-- PROVIDED RECORDS follows --
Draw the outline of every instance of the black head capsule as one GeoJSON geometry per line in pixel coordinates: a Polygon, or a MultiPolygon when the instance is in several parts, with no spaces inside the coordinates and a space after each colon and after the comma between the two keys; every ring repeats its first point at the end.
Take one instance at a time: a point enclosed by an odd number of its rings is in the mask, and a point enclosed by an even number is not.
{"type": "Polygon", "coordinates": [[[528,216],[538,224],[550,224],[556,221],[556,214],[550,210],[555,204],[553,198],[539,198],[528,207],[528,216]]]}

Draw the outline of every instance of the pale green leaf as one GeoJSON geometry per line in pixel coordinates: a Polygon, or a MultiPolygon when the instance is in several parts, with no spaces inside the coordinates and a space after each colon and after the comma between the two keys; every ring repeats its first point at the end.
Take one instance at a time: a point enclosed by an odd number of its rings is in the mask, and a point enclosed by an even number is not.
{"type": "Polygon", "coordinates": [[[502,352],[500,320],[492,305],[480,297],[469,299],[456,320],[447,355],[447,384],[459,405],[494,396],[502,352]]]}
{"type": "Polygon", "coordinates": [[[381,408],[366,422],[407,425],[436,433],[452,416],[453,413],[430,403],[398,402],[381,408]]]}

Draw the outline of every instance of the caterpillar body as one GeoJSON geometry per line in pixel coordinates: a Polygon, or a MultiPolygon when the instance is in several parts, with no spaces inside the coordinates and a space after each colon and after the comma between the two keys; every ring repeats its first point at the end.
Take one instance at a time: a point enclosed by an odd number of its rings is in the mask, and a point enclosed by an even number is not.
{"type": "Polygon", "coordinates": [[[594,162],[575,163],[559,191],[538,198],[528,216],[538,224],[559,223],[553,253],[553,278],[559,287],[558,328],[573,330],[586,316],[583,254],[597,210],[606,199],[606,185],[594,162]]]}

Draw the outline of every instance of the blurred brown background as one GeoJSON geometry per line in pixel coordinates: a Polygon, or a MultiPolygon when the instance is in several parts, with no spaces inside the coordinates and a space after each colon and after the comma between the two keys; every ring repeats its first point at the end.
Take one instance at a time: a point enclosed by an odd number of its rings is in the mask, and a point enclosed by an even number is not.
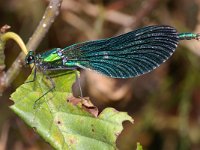
{"type": "MultiPolygon", "coordinates": [[[[10,25],[27,42],[42,18],[47,0],[0,0],[0,26],[10,25]]],[[[76,42],[111,37],[136,28],[166,24],[179,32],[200,32],[199,0],[63,0],[61,13],[37,52],[76,42]]],[[[20,50],[6,45],[6,69],[20,50]]],[[[0,150],[51,149],[8,106],[9,96],[30,74],[20,75],[0,97],[0,150]]],[[[200,42],[183,41],[175,54],[155,71],[133,79],[111,79],[81,71],[84,96],[100,110],[126,111],[135,124],[125,123],[117,145],[134,150],[200,149],[200,42]]],[[[77,83],[75,95],[79,95],[77,83]]]]}

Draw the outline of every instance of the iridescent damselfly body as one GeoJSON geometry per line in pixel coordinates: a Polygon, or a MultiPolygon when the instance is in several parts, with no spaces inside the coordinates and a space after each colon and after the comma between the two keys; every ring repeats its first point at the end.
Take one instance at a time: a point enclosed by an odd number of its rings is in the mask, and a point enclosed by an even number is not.
{"type": "MultiPolygon", "coordinates": [[[[82,68],[111,78],[133,78],[165,62],[174,53],[179,41],[192,39],[199,40],[200,35],[178,33],[171,26],[153,25],[116,37],[54,48],[41,54],[30,51],[25,62],[33,63],[44,73],[82,68]]],[[[52,90],[55,86],[51,83],[52,90]]]]}

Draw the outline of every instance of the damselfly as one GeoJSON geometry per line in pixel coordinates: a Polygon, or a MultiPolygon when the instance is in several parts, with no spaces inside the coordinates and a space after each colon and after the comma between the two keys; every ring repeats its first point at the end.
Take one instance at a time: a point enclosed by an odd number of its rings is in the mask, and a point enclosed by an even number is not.
{"type": "Polygon", "coordinates": [[[41,54],[30,51],[25,61],[44,73],[83,68],[112,78],[132,78],[157,68],[173,54],[180,40],[191,39],[199,40],[200,34],[178,33],[173,27],[154,25],[41,54]]]}

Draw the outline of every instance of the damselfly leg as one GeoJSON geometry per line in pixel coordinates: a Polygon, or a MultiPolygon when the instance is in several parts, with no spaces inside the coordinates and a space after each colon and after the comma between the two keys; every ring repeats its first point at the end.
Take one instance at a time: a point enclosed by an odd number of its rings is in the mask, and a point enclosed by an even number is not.
{"type": "MultiPolygon", "coordinates": [[[[76,69],[75,69],[75,70],[76,70],[76,69]]],[[[78,76],[77,70],[76,70],[76,80],[77,80],[78,86],[79,86],[80,97],[83,98],[83,91],[82,91],[82,88],[81,88],[81,81],[80,81],[80,78],[79,78],[79,76],[78,76]]]]}
{"type": "MultiPolygon", "coordinates": [[[[56,87],[56,85],[55,85],[55,83],[54,83],[54,81],[53,81],[53,79],[52,79],[52,77],[49,75],[49,74],[47,74],[46,73],[46,71],[64,71],[64,70],[75,70],[75,75],[76,75],[76,80],[77,80],[77,82],[78,82],[78,86],[79,86],[79,90],[80,90],[80,97],[82,98],[83,97],[83,94],[82,94],[82,88],[81,88],[81,83],[80,83],[80,79],[79,79],[79,76],[78,76],[78,73],[77,73],[77,69],[76,68],[54,68],[54,69],[46,69],[46,70],[41,70],[41,72],[44,74],[44,76],[46,76],[46,78],[50,81],[50,83],[51,83],[51,88],[49,89],[49,90],[47,90],[42,96],[40,96],[36,101],[35,101],[35,103],[34,103],[34,106],[33,106],[33,108],[35,109],[37,106],[38,106],[38,104],[40,104],[40,100],[41,100],[41,98],[43,98],[46,94],[48,94],[49,92],[51,92],[51,91],[53,91],[54,89],[55,89],[55,87],[56,87]]],[[[34,80],[36,79],[36,73],[35,72],[37,72],[37,70],[34,70],[34,80]]],[[[33,81],[34,81],[33,80],[33,81]]]]}
{"type": "Polygon", "coordinates": [[[37,104],[39,103],[40,99],[43,98],[45,95],[47,95],[49,92],[53,91],[55,89],[55,83],[52,80],[52,78],[47,75],[46,71],[42,71],[42,73],[46,76],[46,78],[51,82],[51,88],[47,90],[42,96],[40,96],[35,102],[33,108],[35,109],[37,107],[37,104]]]}
{"type": "Polygon", "coordinates": [[[36,70],[35,66],[33,66],[33,67],[31,68],[31,70],[33,70],[33,71],[34,71],[34,74],[33,74],[33,79],[32,79],[32,80],[29,80],[29,81],[26,81],[25,83],[34,82],[34,81],[35,81],[35,79],[36,79],[37,70],[36,70]],[[34,69],[34,70],[33,70],[33,69],[34,69]]]}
-- PROVIDED RECORDS concluded --
*ASSIGNMENT*
Lines with "body" in them are what the answer must contain; copy each from the records above.

*WRITTEN RESPONSE*
Draw the outline of every instance of the caterpillar body as one GeoJSON geometry per line in pixel coordinates: a Polygon, or a MultiPolygon when the instance is in several parts, with no spaces inside the coordinates and a space after each colon and after the comma between the two keys; every ring repeats its first point at the end.
Draw the outline of every instance of the iridescent damselfly body as one GeoJSON geometry per line in pixel coordinates: a Polygon, or a MultiPolygon when the instance is in several parts, with no spaces inside the coordinates and a space after each colon and after the comma between the two keys; every ring repeats its first point at the end.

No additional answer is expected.